Your instructions
Leave out the images; return the rest of the data exactly.
** begin **
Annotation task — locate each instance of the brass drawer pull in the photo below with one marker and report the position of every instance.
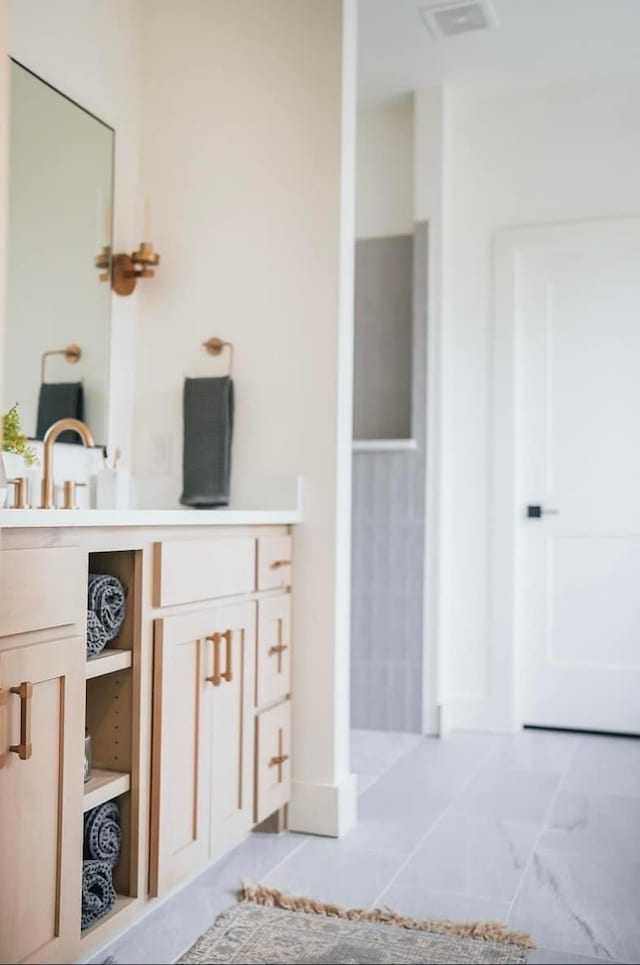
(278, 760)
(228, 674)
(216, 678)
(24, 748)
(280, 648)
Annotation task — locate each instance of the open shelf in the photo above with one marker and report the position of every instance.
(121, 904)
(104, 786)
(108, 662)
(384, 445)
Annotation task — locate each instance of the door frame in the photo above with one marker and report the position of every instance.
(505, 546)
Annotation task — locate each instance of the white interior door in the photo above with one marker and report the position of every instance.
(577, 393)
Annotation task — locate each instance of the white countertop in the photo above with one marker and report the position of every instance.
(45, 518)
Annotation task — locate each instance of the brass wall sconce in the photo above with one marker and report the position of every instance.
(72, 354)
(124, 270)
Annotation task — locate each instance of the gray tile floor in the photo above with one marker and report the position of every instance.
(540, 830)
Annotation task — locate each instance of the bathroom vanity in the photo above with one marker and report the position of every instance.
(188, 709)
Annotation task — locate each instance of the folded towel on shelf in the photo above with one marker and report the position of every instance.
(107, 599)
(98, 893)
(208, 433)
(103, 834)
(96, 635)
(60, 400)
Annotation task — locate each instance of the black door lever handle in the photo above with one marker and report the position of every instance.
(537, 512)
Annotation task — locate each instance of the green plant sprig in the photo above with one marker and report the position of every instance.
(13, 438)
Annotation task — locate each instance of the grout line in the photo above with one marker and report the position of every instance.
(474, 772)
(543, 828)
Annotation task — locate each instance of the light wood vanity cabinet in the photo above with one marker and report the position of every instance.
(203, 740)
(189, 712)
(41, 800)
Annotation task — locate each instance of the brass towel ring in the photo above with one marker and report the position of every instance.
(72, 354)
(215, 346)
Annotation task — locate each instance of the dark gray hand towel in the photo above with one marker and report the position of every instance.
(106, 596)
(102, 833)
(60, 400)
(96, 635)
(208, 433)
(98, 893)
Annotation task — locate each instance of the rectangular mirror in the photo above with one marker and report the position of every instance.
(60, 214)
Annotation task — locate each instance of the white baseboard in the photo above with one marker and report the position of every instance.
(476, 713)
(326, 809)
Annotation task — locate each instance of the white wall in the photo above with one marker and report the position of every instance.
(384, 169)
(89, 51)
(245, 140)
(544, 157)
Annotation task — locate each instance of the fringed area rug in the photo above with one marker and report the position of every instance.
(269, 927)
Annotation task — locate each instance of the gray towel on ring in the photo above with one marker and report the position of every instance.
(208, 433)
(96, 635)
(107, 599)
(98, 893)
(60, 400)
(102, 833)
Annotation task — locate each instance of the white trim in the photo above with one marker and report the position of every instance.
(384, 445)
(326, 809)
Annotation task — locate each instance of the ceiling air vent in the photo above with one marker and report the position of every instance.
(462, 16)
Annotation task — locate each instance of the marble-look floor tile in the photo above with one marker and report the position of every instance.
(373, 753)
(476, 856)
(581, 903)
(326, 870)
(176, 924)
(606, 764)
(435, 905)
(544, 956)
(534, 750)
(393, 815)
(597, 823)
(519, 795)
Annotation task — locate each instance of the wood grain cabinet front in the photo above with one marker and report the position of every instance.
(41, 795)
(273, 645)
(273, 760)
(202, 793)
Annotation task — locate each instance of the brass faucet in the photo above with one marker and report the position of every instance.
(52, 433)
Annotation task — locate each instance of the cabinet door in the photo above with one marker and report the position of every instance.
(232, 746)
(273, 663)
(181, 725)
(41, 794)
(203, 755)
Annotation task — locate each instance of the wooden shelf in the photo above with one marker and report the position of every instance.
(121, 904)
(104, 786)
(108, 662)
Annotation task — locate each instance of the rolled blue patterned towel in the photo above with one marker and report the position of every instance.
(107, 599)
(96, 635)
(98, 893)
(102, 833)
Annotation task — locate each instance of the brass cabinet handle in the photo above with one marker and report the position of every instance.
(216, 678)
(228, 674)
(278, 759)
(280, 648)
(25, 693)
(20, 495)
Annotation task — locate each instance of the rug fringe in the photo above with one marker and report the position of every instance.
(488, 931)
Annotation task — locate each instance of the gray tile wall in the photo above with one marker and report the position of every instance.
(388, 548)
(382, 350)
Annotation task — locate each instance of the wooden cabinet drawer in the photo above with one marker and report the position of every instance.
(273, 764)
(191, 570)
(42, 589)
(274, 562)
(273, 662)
** end **
Finished answer
Annotation task — locate each instance of the brass drawer pull in the photo below with one marker and report the position of every instance.
(278, 760)
(228, 674)
(216, 678)
(24, 748)
(280, 648)
Annotation task — locate each instance of the open shelf in the photo above with one marker and report the position of every instance.
(121, 904)
(104, 786)
(108, 662)
(384, 445)
Annotation task — locate each instance of the door frame in the photo above with one marker and report the position of every instance.
(505, 546)
Annotation task — locate each instance of the white interior door in the photo above with one marker and report the position of every instance.
(577, 393)
Annotation task — locate each instance of the white countertop in the photo above with one marker and report the position of every instance.
(45, 518)
Annotation task — locate each instance of the brass wall sconce in the photo above with one marker and report the position of every instance.
(72, 354)
(124, 270)
Annotation task — locate each instance of the gray tile floor in the photo above with one marker and report the position of every instance.
(540, 830)
Annotation task — locate each instance of the bathroom vanity in the photo above with one marker and report the position of every instance.
(188, 709)
Annotation task — locate each instance of the folded towel on shelf in the photo above with one marker and report the position of every instance.
(107, 599)
(98, 893)
(208, 433)
(103, 834)
(96, 635)
(60, 400)
Annotation task — locate each instance of the black door lever handle in the photo above with one marker and report the position of every instance.
(537, 512)
Annotation task — locate each instance of the green plant sprig in the photo above with one marker and report the position of every instance.
(13, 438)
Annotation task — locate each instance of the grout line in the photo above with one marker and report the position of every instance.
(474, 772)
(543, 828)
Annotation task — locate each instance of the light wood vanity cabinet in the photo above with one marker and report the position of every instance.
(203, 740)
(189, 712)
(41, 800)
Annotation task — locate each instance of the brass towel ring in the photo above with one marker and report the position of every instance.
(72, 354)
(215, 346)
Annotation task — locate each instance of the dark gray hand towel in the photo above with one marker and report the position of every instance.
(106, 596)
(102, 833)
(60, 400)
(96, 635)
(208, 433)
(98, 893)
Annotation task — locate each instance of the rectangular mirror in the photo above with one marker and report the position of every instance.
(60, 214)
Annotation task — locate each instance of the white baseboard in the photo above with one marker and report the position of every instance.
(476, 713)
(326, 809)
Annotation task — locate each instance of the white wall in the photo above with one marker and report the position of every instance.
(384, 169)
(89, 51)
(245, 140)
(544, 157)
Annotation task — locate each instance of the fringed area rug in the photo above with one marker and report the position of every instance.
(269, 927)
Annotation task — locate each instance of the gray towel on ring in the photo above with one marker and report the position of every instance.
(208, 433)
(96, 635)
(107, 599)
(98, 893)
(60, 400)
(102, 833)
Annotation task — locate each instance of the white trim in the photo above with one marker and report the position of every instance.
(384, 445)
(326, 809)
Annotation task — locate each instance of the ceiling air vent in the photo above with one marker and report the position of every instance.
(462, 16)
Annotation task — locate each instance of the marble-look floor tile in the photo above with one marker and report the position of every instance.
(373, 753)
(476, 856)
(581, 903)
(326, 870)
(176, 924)
(606, 764)
(435, 905)
(544, 956)
(534, 750)
(393, 815)
(597, 823)
(519, 795)
Annotation task — locate each instance of the wood grain cabinet front in the photo above with one marker and report the position of every instance.
(41, 795)
(273, 645)
(273, 760)
(202, 793)
Annotation task — locate each instance of the brass faucet in the photo above with one marker and report the position of every instance.
(52, 433)
Annotation task — locate each instance of the cabinet door in the photo above with one marker and report the position of every instance.
(232, 746)
(273, 663)
(181, 725)
(41, 794)
(203, 755)
Annotation task — locate each instance of the wooden shelf in the photo above with one marker and report the position of every instance.
(121, 904)
(104, 786)
(108, 662)
Annotation task — locate each instance of the rolled blue patterned towel in the photo above with one marker and report the position of every instance.
(107, 599)
(96, 635)
(98, 893)
(102, 833)
Annotation task — locate each instance of the brass cabinet handle in the photo above with one marker and report the position of every instance.
(216, 678)
(228, 674)
(278, 759)
(280, 648)
(25, 693)
(20, 495)
Annotation task — locate each instance of the rug fringe in the photo above with one marker and report the position of every instance.
(488, 931)
Annotation task — locate each instance of the gray tile wall in the photo above with one marker and report the position of every instance.
(388, 548)
(382, 350)
Annotation task — locate each instance of the wooden cabinet drawer in the photo above with one marker and report the position of every instance.
(273, 764)
(191, 570)
(42, 589)
(274, 562)
(273, 662)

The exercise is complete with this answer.